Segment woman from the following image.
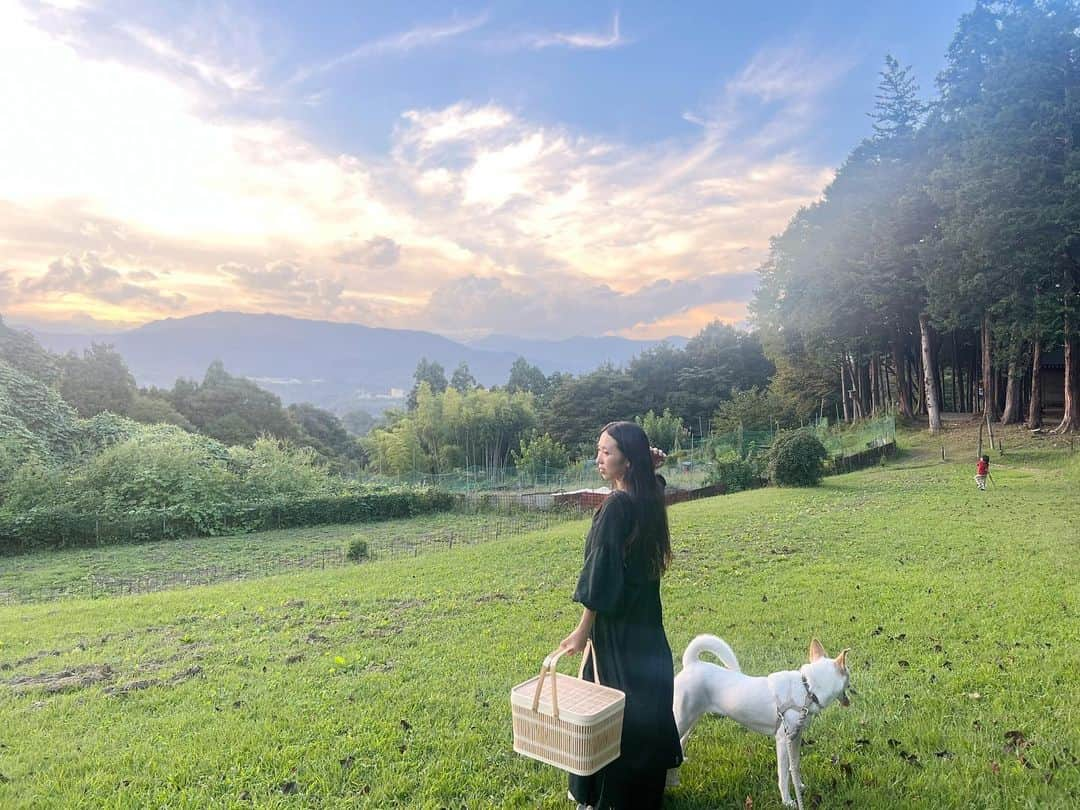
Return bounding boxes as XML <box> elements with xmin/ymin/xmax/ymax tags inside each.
<box><xmin>559</xmin><ymin>422</ymin><xmax>683</xmax><ymax>810</ymax></box>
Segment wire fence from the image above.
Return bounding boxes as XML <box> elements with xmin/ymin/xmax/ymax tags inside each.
<box><xmin>0</xmin><ymin>499</ymin><xmax>586</xmax><ymax>604</ymax></box>
<box><xmin>354</xmin><ymin>415</ymin><xmax>896</xmax><ymax>495</ymax></box>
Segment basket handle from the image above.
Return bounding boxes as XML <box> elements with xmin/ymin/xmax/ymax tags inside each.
<box><xmin>532</xmin><ymin>638</ymin><xmax>600</xmax><ymax>720</ymax></box>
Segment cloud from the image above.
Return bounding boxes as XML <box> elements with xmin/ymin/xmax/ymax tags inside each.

..........

▶ _Set exercise_:
Quote each entry above verbatim and drop the pictures.

▶ _Task solution_:
Segment woman from the following image.
Return bounding boxes as XML <box> elements with xmin/ymin/xmax/ymax tags inside each.
<box><xmin>559</xmin><ymin>422</ymin><xmax>683</xmax><ymax>810</ymax></box>
Segment wire fence from the image above.
Return bounding boxes as XML <box> elements with xmin/ymin/xmax/ymax tags inside each.
<box><xmin>0</xmin><ymin>499</ymin><xmax>586</xmax><ymax>604</ymax></box>
<box><xmin>354</xmin><ymin>415</ymin><xmax>896</xmax><ymax>495</ymax></box>
Segment basket handle from the image above.
Return bounding boxes as XML <box> elements with xmin/ymin/xmax/ymax tags inside each.
<box><xmin>532</xmin><ymin>638</ymin><xmax>600</xmax><ymax>720</ymax></box>
Segment cloud from the image above.
Return bounding boxes as XML <box> elements with xmin/ymin/xmax/ymax tags inside each.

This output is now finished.